◆ WHAT THIS TASK INVOLVES ◆
Go through the records below and return each line that has "exposed" in it.

■ ■ ■

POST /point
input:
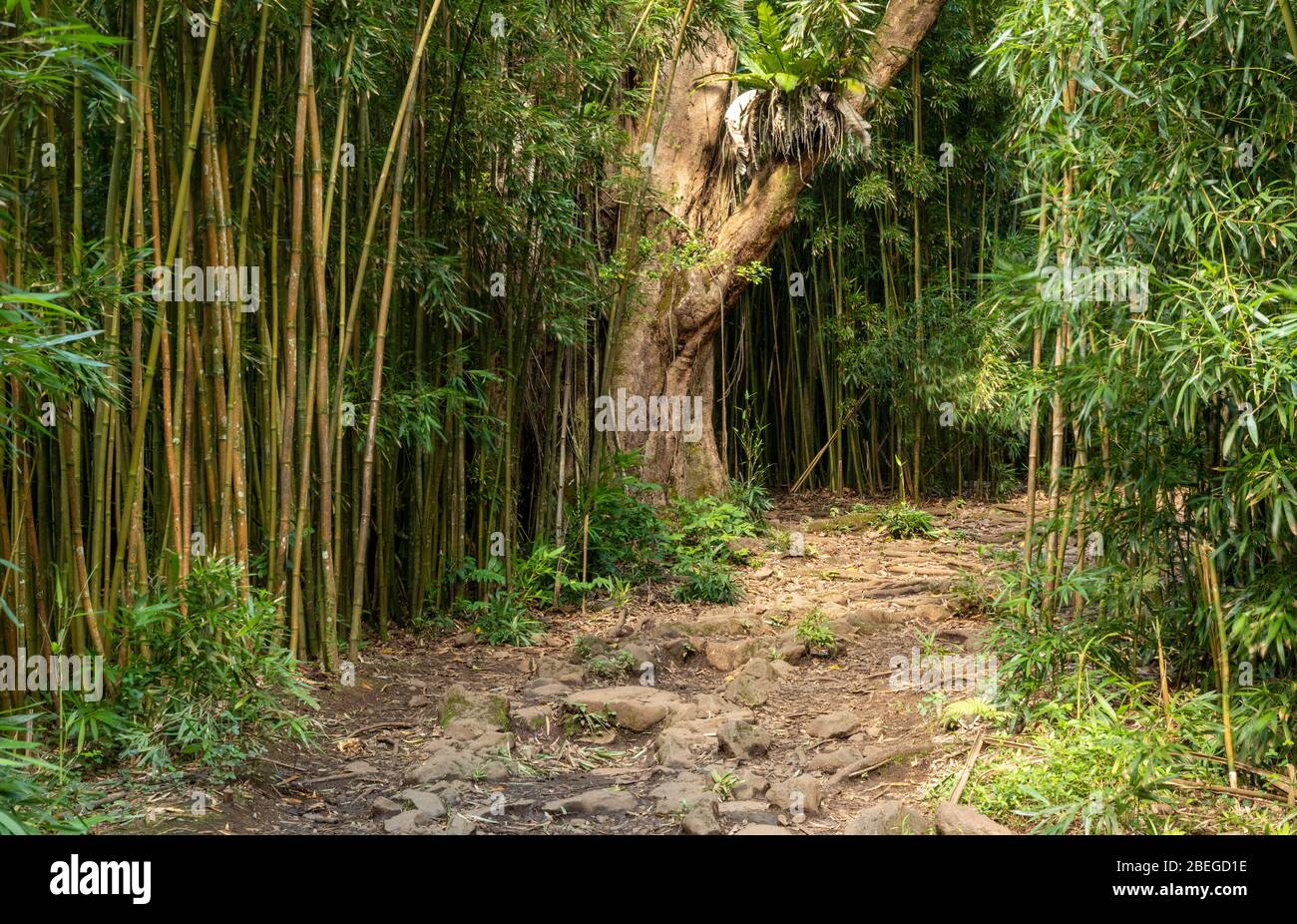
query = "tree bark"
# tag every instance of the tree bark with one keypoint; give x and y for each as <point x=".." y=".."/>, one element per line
<point x="662" y="344"/>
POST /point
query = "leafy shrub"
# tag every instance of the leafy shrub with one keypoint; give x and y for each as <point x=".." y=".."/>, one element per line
<point x="705" y="582"/>
<point x="624" y="535"/>
<point x="902" y="521"/>
<point x="216" y="688"/>
<point x="31" y="797"/>
<point x="813" y="630"/>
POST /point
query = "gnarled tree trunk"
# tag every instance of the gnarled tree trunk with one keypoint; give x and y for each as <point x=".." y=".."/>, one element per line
<point x="662" y="344"/>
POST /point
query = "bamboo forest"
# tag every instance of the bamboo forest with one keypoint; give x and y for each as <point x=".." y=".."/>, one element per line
<point x="648" y="417"/>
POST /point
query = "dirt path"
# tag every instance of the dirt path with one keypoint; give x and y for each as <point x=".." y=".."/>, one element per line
<point x="709" y="719"/>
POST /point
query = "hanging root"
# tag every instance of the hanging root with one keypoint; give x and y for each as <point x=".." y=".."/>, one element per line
<point x="769" y="125"/>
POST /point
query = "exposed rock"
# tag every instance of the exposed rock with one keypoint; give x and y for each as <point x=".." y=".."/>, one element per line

■ ■ ■

◆ WRITTEN RESPONSE ◆
query = "exposed rock"
# tag every instance of the exposed rock with one keypoint; give x and y for each as <point x=".." y=".."/>, one element per line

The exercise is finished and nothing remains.